__Exercise brief__.
Copy every line of the data in which the word "each" occurs.

__Material for this exercise__.
----------

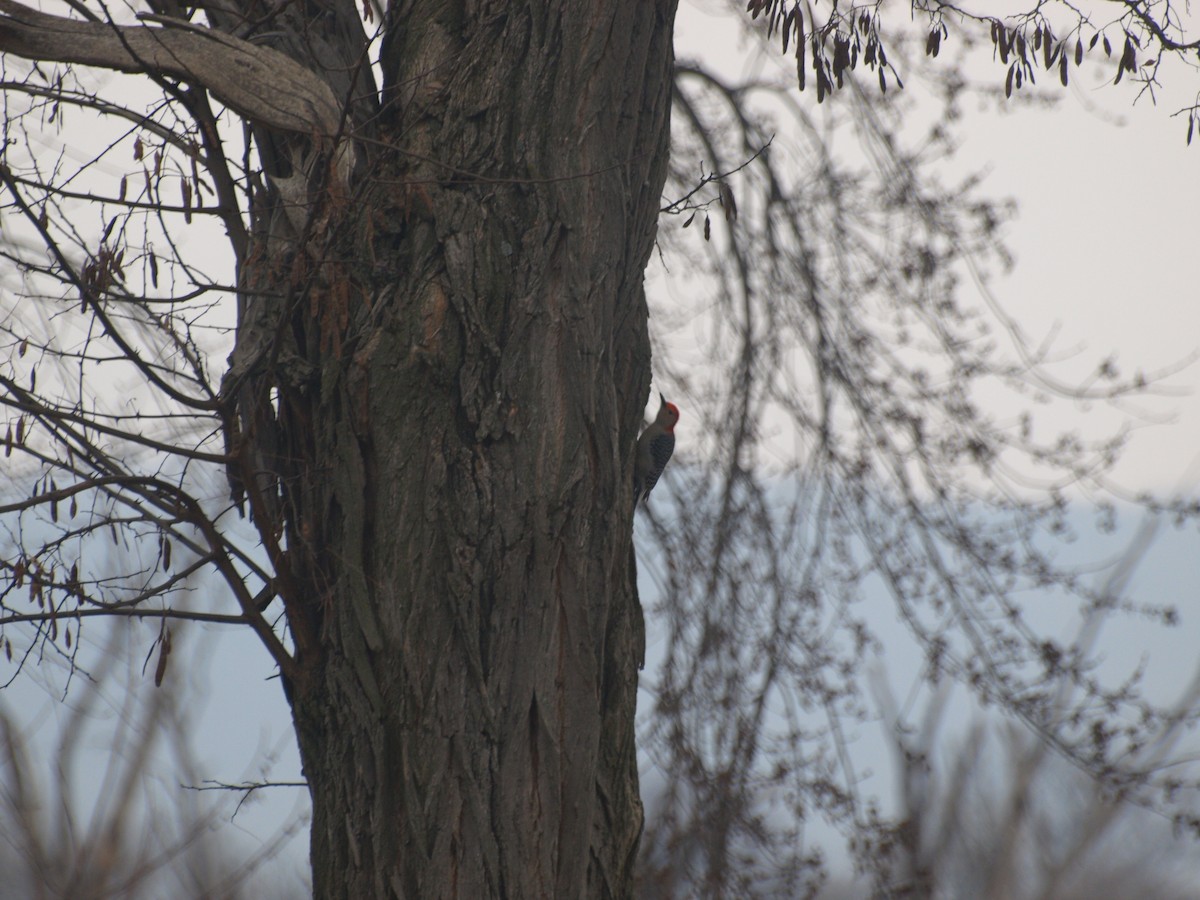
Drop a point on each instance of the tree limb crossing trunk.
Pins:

----------

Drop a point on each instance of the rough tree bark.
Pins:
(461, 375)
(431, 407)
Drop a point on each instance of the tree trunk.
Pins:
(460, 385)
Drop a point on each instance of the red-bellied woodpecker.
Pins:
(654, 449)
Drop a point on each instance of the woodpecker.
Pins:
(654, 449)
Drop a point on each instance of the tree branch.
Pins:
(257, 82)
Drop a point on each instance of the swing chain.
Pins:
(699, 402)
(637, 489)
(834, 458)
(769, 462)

----------

__Response to this task__.
Drop a point on each instance of the tree limb crossing trunk.
Drop a point on each instance of the rough tree bark.
Drop a point on each instance of the tree trunk.
Drop a point on each instance of the red-bellied woodpecker.
Drop a point on each instance of the woodpecker.
Drop a point on each instance of the tree branch.
Drop a point on each instance of the swing chain.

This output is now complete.